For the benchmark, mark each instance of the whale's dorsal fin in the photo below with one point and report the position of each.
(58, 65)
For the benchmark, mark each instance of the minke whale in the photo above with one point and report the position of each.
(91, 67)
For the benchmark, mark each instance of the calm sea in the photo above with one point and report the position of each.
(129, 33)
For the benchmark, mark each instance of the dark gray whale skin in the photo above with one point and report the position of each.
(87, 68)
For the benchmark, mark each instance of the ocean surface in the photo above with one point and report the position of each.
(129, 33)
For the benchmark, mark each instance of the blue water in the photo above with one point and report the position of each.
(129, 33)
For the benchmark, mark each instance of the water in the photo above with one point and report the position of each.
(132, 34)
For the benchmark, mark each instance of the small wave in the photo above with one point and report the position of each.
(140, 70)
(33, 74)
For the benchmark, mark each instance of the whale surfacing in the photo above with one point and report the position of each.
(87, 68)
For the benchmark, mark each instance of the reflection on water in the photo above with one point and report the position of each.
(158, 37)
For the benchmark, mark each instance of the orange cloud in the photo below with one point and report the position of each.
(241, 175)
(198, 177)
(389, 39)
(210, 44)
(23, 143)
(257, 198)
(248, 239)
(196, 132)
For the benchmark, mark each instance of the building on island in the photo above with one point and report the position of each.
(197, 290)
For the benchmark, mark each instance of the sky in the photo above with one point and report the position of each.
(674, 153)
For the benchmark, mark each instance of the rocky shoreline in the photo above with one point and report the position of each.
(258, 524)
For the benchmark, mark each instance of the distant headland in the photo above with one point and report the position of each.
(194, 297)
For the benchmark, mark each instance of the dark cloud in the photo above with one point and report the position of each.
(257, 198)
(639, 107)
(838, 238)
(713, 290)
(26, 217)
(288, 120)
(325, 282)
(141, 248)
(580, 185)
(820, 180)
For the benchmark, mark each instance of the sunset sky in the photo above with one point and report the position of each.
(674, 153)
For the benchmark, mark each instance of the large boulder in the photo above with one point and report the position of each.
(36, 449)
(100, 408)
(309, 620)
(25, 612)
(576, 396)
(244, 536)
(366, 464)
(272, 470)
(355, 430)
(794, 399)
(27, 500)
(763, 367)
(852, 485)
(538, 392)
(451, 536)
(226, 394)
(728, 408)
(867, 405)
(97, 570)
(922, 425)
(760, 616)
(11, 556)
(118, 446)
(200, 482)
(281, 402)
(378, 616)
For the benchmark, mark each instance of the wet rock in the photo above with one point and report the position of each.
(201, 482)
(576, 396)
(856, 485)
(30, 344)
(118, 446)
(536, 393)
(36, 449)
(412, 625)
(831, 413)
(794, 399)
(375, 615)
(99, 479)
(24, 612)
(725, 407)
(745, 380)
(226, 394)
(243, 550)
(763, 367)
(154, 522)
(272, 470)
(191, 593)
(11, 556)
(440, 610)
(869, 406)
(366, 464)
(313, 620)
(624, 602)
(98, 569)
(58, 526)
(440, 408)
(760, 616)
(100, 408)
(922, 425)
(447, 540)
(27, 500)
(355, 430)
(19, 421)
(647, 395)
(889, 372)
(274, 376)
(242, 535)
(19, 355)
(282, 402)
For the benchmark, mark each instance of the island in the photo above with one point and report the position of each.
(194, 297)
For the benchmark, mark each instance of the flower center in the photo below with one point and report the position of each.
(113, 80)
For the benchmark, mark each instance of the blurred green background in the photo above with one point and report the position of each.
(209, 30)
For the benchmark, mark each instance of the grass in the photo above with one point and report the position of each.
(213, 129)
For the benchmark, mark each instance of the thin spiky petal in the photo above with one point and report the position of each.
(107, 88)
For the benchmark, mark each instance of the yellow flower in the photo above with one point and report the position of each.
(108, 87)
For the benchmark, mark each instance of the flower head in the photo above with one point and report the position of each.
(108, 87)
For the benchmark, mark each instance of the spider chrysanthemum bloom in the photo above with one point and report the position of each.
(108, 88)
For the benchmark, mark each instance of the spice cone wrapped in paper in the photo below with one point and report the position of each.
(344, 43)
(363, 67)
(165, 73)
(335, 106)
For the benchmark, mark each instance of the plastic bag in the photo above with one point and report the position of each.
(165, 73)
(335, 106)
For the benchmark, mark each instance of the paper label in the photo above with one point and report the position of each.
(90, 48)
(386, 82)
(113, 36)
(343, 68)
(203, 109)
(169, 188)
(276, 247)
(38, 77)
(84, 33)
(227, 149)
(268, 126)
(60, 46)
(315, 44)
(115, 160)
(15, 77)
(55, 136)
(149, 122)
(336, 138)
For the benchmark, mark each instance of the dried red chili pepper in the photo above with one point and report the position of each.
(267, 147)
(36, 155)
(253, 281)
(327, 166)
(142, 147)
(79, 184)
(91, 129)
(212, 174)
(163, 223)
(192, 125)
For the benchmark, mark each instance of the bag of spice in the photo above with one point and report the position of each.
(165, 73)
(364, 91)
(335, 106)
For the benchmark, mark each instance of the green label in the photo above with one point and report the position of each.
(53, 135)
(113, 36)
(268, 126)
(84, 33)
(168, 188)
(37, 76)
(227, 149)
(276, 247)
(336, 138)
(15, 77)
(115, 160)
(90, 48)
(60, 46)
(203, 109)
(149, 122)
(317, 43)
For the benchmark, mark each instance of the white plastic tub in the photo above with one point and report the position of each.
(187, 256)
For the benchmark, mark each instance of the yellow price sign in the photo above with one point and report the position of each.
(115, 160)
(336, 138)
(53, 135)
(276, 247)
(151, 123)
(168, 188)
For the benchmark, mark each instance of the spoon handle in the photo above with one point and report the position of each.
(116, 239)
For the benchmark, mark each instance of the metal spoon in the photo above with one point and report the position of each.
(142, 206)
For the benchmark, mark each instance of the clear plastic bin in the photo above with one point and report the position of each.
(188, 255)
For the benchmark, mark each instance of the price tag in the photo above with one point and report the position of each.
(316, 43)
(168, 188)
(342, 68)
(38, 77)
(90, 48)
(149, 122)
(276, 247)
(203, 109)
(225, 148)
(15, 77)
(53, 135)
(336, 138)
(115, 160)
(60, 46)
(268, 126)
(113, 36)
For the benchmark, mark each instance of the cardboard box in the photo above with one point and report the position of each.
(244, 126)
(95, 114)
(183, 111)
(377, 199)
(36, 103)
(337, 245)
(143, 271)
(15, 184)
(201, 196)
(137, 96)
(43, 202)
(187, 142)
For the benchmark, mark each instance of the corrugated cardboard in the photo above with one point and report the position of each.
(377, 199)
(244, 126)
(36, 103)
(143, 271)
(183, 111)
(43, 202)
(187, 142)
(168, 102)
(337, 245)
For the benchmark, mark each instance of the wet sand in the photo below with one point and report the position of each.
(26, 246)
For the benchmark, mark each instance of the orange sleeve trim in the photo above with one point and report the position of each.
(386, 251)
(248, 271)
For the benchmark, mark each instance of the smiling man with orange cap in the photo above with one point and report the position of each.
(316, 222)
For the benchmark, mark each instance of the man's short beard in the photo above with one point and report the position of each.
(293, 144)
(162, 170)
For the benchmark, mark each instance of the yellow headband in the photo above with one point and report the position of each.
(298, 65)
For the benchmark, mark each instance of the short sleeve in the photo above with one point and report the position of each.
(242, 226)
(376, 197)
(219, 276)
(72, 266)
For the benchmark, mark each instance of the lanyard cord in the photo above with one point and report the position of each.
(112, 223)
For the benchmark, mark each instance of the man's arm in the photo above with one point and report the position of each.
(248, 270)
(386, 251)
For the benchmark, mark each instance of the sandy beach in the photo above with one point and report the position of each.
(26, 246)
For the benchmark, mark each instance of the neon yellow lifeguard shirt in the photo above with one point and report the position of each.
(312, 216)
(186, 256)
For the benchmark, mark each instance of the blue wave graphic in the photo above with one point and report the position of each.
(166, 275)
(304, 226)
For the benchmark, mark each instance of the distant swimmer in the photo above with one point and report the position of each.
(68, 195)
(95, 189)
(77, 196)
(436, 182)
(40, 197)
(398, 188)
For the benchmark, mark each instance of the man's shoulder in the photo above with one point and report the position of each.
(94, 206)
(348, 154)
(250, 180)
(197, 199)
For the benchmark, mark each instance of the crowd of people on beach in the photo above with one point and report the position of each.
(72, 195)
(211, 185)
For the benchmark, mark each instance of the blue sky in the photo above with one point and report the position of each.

• WORK TO BE COMPLETED
Copy out exactly the lines from the line with "For the benchmark, mark each instance of the neon" to the end of the listing, including both of those lines, and give nothing else.

• TASK ANSWER
For the benchmark, mark each instance of the neon yellow lifeguard shirt in the photo above with one point and report the position of each.
(312, 216)
(186, 256)
For the benchmark, mark each instance of the blue wave graphic in the photo above with one point and report the position of each.
(166, 275)
(304, 226)
For the benchmark, mark each instance of the distant swimmer in the photo above with one point and report the position of each.
(68, 195)
(95, 189)
(77, 196)
(436, 182)
(40, 197)
(398, 188)
For the benchmark, mark each instance of the man's shoulder in the photo above with one point and report the position of each.
(94, 206)
(348, 154)
(250, 180)
(197, 199)
For the benchmark, mark each instance of the crowd of people on beach in the photo above with one point and report the position of each.
(72, 195)
(211, 185)
For the benchmark, mark each instance of the blue sky in the photo above with one point and report the position of each.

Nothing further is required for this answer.